■ TO DO ■
Please copy out the data below, swapping "partially hidden" for "partly obscured" everywhere it appears and keeping everything else the same.

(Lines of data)
________________

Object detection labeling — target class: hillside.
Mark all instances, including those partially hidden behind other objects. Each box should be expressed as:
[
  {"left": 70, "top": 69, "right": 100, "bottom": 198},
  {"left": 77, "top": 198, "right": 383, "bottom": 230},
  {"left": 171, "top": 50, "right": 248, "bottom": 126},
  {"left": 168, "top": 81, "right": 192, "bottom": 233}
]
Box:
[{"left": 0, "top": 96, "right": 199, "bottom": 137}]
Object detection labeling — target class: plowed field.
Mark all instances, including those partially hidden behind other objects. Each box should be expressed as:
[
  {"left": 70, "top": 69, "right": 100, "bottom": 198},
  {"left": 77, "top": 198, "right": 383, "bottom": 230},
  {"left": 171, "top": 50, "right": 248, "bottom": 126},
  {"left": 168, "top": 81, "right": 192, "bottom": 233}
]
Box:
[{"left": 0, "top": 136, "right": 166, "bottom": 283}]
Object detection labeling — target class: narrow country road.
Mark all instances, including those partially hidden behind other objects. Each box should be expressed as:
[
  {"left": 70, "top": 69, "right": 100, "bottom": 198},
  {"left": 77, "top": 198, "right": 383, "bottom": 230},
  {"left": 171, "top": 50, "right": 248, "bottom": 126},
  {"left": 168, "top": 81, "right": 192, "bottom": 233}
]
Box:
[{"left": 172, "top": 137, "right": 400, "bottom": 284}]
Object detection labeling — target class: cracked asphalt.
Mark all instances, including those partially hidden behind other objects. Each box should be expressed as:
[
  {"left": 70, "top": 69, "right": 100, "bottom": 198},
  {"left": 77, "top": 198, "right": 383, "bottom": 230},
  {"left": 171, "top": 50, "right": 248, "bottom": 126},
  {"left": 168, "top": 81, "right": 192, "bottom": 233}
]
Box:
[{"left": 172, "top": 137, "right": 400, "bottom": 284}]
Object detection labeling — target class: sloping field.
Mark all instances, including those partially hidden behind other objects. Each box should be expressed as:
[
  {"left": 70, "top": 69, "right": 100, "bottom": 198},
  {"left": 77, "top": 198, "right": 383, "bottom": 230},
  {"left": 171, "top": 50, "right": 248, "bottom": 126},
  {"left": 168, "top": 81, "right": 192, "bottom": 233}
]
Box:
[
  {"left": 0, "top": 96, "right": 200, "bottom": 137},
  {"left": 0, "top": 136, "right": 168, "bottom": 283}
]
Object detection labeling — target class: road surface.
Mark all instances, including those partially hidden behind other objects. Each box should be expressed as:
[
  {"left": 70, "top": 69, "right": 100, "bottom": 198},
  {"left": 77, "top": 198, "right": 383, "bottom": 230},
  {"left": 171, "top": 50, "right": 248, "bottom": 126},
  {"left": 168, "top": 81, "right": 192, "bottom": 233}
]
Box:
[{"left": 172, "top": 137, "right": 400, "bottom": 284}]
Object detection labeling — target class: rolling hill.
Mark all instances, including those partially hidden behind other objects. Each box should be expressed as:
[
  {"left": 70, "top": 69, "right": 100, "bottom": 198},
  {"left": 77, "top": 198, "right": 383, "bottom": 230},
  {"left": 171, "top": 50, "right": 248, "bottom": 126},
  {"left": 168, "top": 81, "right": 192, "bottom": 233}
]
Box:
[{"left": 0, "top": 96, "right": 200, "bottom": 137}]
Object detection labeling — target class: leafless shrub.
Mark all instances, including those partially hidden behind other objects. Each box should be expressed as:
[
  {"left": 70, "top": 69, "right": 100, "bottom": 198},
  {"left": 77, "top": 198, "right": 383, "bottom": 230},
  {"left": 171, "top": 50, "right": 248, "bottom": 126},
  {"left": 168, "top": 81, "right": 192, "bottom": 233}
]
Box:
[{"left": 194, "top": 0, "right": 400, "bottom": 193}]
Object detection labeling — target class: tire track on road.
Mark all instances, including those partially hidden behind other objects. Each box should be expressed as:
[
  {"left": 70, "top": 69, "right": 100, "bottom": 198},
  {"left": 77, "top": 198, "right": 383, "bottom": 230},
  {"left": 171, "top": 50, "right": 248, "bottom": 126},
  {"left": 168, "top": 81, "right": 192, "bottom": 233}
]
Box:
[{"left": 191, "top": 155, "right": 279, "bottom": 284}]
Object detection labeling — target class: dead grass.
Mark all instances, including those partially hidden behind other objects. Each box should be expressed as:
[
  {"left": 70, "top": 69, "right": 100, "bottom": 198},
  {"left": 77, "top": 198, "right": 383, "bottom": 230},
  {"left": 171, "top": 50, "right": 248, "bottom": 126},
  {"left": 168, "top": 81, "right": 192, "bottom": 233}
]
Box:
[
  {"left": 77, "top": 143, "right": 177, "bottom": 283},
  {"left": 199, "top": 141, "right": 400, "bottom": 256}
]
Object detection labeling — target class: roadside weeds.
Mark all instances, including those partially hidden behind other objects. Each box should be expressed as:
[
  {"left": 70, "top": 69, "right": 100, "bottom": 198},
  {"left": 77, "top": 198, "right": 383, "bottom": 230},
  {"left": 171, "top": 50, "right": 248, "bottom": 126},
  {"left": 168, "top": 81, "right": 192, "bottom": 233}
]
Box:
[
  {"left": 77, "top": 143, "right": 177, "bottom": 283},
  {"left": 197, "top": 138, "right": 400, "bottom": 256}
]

________________

■ SOLVED EXERCISE ■
Object detection labeling — target class: hillside.
Mark all instances, including those partly obscured behind other objects. Each box should be expressed as:
[
  {"left": 70, "top": 69, "right": 100, "bottom": 198},
  {"left": 77, "top": 198, "right": 383, "bottom": 230},
  {"left": 171, "top": 50, "right": 248, "bottom": 126},
  {"left": 168, "top": 81, "right": 192, "bottom": 233}
]
Box:
[{"left": 0, "top": 96, "right": 199, "bottom": 137}]
Object detection labeling — target class: plowed field.
Mark all instances, including those partly obscured behind other objects. Each box should be expressed as:
[
  {"left": 70, "top": 69, "right": 100, "bottom": 198},
  {"left": 77, "top": 198, "right": 383, "bottom": 230},
  {"left": 171, "top": 50, "right": 248, "bottom": 126},
  {"left": 168, "top": 81, "right": 192, "bottom": 233}
]
Box:
[{"left": 0, "top": 136, "right": 166, "bottom": 283}]
Object detection labeling — target class: narrow country road.
Mark all instances, including those partly obscured behind other objects. Each box should be expressed as:
[
  {"left": 70, "top": 69, "right": 100, "bottom": 198},
  {"left": 77, "top": 198, "right": 383, "bottom": 230},
  {"left": 171, "top": 50, "right": 248, "bottom": 126},
  {"left": 168, "top": 81, "right": 192, "bottom": 233}
]
Box:
[{"left": 172, "top": 137, "right": 400, "bottom": 284}]
Object detection labeling — target class: cracked asphalt.
Mark all instances, including those partly obscured behind other objects. Each box should be expressed as:
[
  {"left": 70, "top": 69, "right": 100, "bottom": 198},
  {"left": 77, "top": 198, "right": 383, "bottom": 230},
  {"left": 171, "top": 50, "right": 248, "bottom": 126},
  {"left": 168, "top": 81, "right": 192, "bottom": 233}
]
Box:
[{"left": 172, "top": 137, "right": 400, "bottom": 284}]
Object detection labeling — target class: sloping field.
Mark all instances, including those partly obscured behind other objects. Each box should be expressed as:
[
  {"left": 70, "top": 69, "right": 100, "bottom": 198},
  {"left": 77, "top": 198, "right": 383, "bottom": 230},
  {"left": 171, "top": 50, "right": 248, "bottom": 126},
  {"left": 168, "top": 81, "right": 192, "bottom": 233}
]
Box:
[
  {"left": 0, "top": 96, "right": 200, "bottom": 137},
  {"left": 0, "top": 136, "right": 168, "bottom": 283}
]
Object detection labeling — target class: road surface.
Mark all instances, including those partly obscured behind other objects. Each box should be expressed as:
[
  {"left": 70, "top": 69, "right": 100, "bottom": 198},
  {"left": 77, "top": 198, "right": 383, "bottom": 230},
  {"left": 171, "top": 50, "right": 248, "bottom": 126},
  {"left": 168, "top": 81, "right": 192, "bottom": 233}
]
Box:
[{"left": 172, "top": 137, "right": 400, "bottom": 284}]
Object detection labeling — target class: rolling hill.
Mark all instances, including those partly obscured behind other objects. Each box should be expressed as:
[
  {"left": 70, "top": 69, "right": 100, "bottom": 198},
  {"left": 77, "top": 198, "right": 383, "bottom": 230},
  {"left": 171, "top": 50, "right": 248, "bottom": 126},
  {"left": 168, "top": 81, "right": 192, "bottom": 233}
]
Box:
[{"left": 0, "top": 96, "right": 200, "bottom": 137}]
Object detection labeling — target class: leafless shrub.
Mark all instances, including those partly obscured behind other objects. Each box should be expressed as:
[
  {"left": 70, "top": 69, "right": 100, "bottom": 198},
  {"left": 77, "top": 198, "right": 383, "bottom": 230},
  {"left": 171, "top": 50, "right": 248, "bottom": 126},
  {"left": 168, "top": 81, "right": 192, "bottom": 233}
]
Box:
[{"left": 194, "top": 0, "right": 400, "bottom": 193}]
Object detection labeling — target class: tire track on road.
Mark all instances, including those partly obscured behind other objects. Each box should be expressed as:
[
  {"left": 70, "top": 69, "right": 100, "bottom": 198},
  {"left": 77, "top": 198, "right": 383, "bottom": 230},
  {"left": 171, "top": 50, "right": 248, "bottom": 126},
  {"left": 168, "top": 81, "right": 192, "bottom": 233}
]
Box:
[{"left": 191, "top": 155, "right": 279, "bottom": 284}]
Object detection labeling — target class: dead grass.
Mark all instances, including those partly obscured behind other objects. Each box should be expressed as:
[
  {"left": 70, "top": 69, "right": 100, "bottom": 198},
  {"left": 77, "top": 198, "right": 383, "bottom": 230},
  {"left": 171, "top": 50, "right": 248, "bottom": 126},
  {"left": 168, "top": 81, "right": 192, "bottom": 233}
]
Box:
[
  {"left": 77, "top": 143, "right": 177, "bottom": 283},
  {"left": 199, "top": 141, "right": 400, "bottom": 256}
]
Object detection labeling — target class: roadside weeds.
Mark all instances, including those partly obscured behind other objects. Each box should be expressed as:
[
  {"left": 70, "top": 69, "right": 100, "bottom": 198},
  {"left": 77, "top": 198, "right": 383, "bottom": 230},
  {"left": 171, "top": 50, "right": 248, "bottom": 126},
  {"left": 168, "top": 81, "right": 192, "bottom": 233}
]
Box:
[
  {"left": 77, "top": 143, "right": 177, "bottom": 283},
  {"left": 197, "top": 138, "right": 400, "bottom": 256}
]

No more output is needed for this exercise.